• [Excerpt]

Can I use pseudocounts for differential abundance of OTUs?
8 months ago
dpc ▴ 170

Hi !!! I am working with WGS metagenome data profiled by MetaPhlAn software which gives relative abundance of taxa (no read count data of the taxa is provided). Now, I want to find out which are the significantly differentially present taxa between the test and the control samples with DESEQ package. So, my question is should I multiply the relative abundance data with some constant (e.g. 1 Million) converting the relative abundance to pseudo counts for Deseq analysis? Will it give correct result?

8 months ago
antonioggsousa ★ 2.0k

I don't think that you can do it, because DESeq2 uses raw counts or estimated counts: http://bioconductor.org/packages/devel/bioc/vignettes/DESeq2/inst/doc/DESeq2.html#input-data

Do you have any idea how can I find out (statistically) the differentially abundant taxa from metaphlan output?

• [Instructions]
1. Using the pseudocounts thread, say whether each statement agrees with it, answering yes or no and quoting the deciding words: (a) the MetaPhlAn output used by the poster includes read counts for the taxa; (b) the reply states that DESeq2 uses raw counts or estimated counts; (c) the poster proposes multiplying the relative abundance data by a constant such as 1 Million.
2. Reproduce everything in the pseudocounts thread from "Hi !!! I am" down to "from metaphlan output?".
3. Carry on the pseudocounts thread from the point where it stops.

• [Data extract]

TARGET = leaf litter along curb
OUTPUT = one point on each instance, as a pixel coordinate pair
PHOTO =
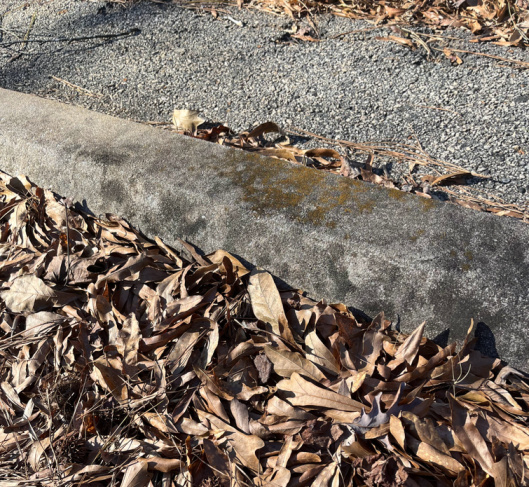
(127, 363)
(502, 22)
(434, 184)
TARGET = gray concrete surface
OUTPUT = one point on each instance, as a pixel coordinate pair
(339, 239)
(354, 87)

• [Activity answers]
1.
(a) No: "no read count data of the taxa is provided"
(b) Yes: "DESeq2 uses raw counts or estimated counts"
(c) Yes: "multiply the relative abundance data with some constant (e.g. 1 Million)"

2.
Hi !!! I am working with WGS metagenome data profiled by MetaPhlAn software which gives relative abundance of taxa (no read count data of the taxa is provided). Now, I want to find out which are the significantly differentially present taxa between the test and the control samples with DESEQ package. So, my question is should I multiply the relative abundance data with some constant (e.g. 1 Million) converting the relative abundance to pseudo counts for Deseq analysis? Will it give correct result?

8 months ago
antonioggsousa ★ 2.0k

I don't think that you can do it, because DESeq2 uses raw counts or estimated counts: http://bioconductor.org/packages/devel/bioc/vignettes/DESeq2/inst/doc/DESeq2.html#input-data

Do you have any idea how can I find out (statistically) the differentially abundant taxa from metaphlan output?

3.
I never use it myself, but LEFSe seems to do what you're interested in. It uses relative abundances to find differential abundant features (OTUs/taxa/genes) ranked by effect size: https://genomebiology.biomedcentral.com/articles/10.1186/gb-2011-12-6-r60

Actually this method was developed by the same lab that developed metaphlan, so I think they are compatible, but as I said I never used them, therefore I can't be sure.

Thanks, Antonio. Yes, I have already used it. I asked just to have a cross-check my data with another method if available.